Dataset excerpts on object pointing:
## begin

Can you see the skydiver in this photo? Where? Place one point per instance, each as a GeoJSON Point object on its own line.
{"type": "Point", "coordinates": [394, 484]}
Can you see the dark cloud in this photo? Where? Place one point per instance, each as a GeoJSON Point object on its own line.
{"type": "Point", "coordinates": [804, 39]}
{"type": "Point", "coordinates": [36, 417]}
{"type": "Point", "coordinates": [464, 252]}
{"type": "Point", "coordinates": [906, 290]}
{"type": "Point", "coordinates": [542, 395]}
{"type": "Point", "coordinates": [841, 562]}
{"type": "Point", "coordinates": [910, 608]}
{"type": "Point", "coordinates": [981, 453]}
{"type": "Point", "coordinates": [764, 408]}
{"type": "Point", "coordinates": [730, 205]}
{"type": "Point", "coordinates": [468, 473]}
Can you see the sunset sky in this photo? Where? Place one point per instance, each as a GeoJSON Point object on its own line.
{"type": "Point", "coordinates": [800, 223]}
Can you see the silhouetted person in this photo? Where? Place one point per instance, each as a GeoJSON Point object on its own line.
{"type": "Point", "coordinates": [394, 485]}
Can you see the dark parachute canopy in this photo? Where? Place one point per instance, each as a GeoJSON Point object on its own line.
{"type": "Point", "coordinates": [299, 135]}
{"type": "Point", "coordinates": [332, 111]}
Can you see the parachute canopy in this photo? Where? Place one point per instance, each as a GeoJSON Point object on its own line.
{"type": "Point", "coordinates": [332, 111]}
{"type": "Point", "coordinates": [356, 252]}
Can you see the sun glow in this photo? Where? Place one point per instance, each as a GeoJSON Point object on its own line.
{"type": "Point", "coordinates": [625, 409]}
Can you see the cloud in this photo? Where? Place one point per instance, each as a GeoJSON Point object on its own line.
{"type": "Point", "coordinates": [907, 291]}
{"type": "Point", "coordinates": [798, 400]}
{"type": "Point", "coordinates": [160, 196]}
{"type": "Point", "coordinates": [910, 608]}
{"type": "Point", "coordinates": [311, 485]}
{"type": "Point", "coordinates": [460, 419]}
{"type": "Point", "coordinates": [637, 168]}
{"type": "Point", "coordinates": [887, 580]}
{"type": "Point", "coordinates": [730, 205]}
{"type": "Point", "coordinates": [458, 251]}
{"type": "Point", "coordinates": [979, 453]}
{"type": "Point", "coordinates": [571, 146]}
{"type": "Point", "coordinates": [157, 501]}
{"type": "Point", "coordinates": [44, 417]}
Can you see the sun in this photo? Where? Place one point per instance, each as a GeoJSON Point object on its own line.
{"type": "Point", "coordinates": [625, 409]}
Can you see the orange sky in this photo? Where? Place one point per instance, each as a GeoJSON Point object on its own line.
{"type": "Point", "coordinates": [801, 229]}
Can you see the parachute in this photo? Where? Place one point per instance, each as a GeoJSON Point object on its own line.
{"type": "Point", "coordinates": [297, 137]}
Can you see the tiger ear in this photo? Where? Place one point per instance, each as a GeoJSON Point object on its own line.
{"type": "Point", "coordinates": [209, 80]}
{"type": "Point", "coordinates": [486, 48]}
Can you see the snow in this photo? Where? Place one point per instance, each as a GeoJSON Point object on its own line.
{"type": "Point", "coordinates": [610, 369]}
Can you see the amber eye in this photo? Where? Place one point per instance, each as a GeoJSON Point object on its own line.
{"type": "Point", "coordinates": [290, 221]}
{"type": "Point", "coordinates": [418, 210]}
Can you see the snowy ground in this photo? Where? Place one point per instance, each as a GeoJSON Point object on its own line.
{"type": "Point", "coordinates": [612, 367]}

## end

WHAT YOU HAVE TO DO:
Make a verbatim copy of every entry shown above.

REPLY:
Can you see the skydiver in this photo? Where? Place one point per instance, each as a GeoJSON Point object on its own line.
{"type": "Point", "coordinates": [394, 484]}
Can you see the dark cloud in this photo? Where? Place one point per instance, each as a GeoJSON Point object on its own line.
{"type": "Point", "coordinates": [804, 39]}
{"type": "Point", "coordinates": [36, 417]}
{"type": "Point", "coordinates": [464, 252]}
{"type": "Point", "coordinates": [906, 290]}
{"type": "Point", "coordinates": [542, 395]}
{"type": "Point", "coordinates": [841, 562]}
{"type": "Point", "coordinates": [910, 608]}
{"type": "Point", "coordinates": [981, 453]}
{"type": "Point", "coordinates": [764, 408]}
{"type": "Point", "coordinates": [730, 205]}
{"type": "Point", "coordinates": [468, 473]}
Can you see the sunset sky in this photo? Where? Place one point per instance, each as a GeoJSON Point object on its own line.
{"type": "Point", "coordinates": [800, 223]}
Can you see the silhouetted person in this photo? Where? Place one point per instance, each as a GeoJSON Point object on its own line.
{"type": "Point", "coordinates": [394, 485]}
Can you see the dark parachute canopy in this photo? Where? Place one point per instance, each as a GeoJSON Point object on its own line.
{"type": "Point", "coordinates": [299, 135]}
{"type": "Point", "coordinates": [332, 111]}
Can you see the parachute canopy in this photo? Where? Place one point per instance, each as a GeoJSON Point object on its own line.
{"type": "Point", "coordinates": [332, 111]}
{"type": "Point", "coordinates": [356, 252]}
Can you see the sun glow in this photo? Where? Place one point per instance, each as a GeoJSON Point object on its own line.
{"type": "Point", "coordinates": [625, 409]}
Can you see the cloud in this photo? Where? Place one point per instance, each as a GeoJSON Point object on its own line.
{"type": "Point", "coordinates": [907, 291]}
{"type": "Point", "coordinates": [798, 400]}
{"type": "Point", "coordinates": [160, 196]}
{"type": "Point", "coordinates": [910, 608]}
{"type": "Point", "coordinates": [311, 485]}
{"type": "Point", "coordinates": [460, 419]}
{"type": "Point", "coordinates": [637, 168]}
{"type": "Point", "coordinates": [887, 580]}
{"type": "Point", "coordinates": [730, 205]}
{"type": "Point", "coordinates": [458, 251]}
{"type": "Point", "coordinates": [979, 453]}
{"type": "Point", "coordinates": [571, 146]}
{"type": "Point", "coordinates": [157, 501]}
{"type": "Point", "coordinates": [44, 417]}
Can you see the sun in this photo? Where? Place one point per instance, each as a GeoJSON Point object on its own line.
{"type": "Point", "coordinates": [625, 409]}
Can you see the orange sky in this photo? Where? Place one point per instance, each as a GeoJSON Point object on its own line.
{"type": "Point", "coordinates": [801, 229]}
Can you see the parachute in this photo? Where? Place one point per instance, each as a GeoJSON Point object on its own line.
{"type": "Point", "coordinates": [297, 137]}
Can you see the tiger ear in this photo? Where? Place one point per instance, each as a GeoJSON Point object on its own line.
{"type": "Point", "coordinates": [209, 80]}
{"type": "Point", "coordinates": [486, 48]}
Can you see the snow in this photo? Where? Place one point per instance, each as a GeoJSON Point object on its own line.
{"type": "Point", "coordinates": [610, 369]}
Can you see the amber eye in this photo? Where? Place one point per instance, each as a GeoJSON Point object on its own line.
{"type": "Point", "coordinates": [290, 221]}
{"type": "Point", "coordinates": [418, 210]}
Can you see the snowy ground in this photo? Where? Place one point per instance, each as a GeoJSON Point object on its own line.
{"type": "Point", "coordinates": [612, 367]}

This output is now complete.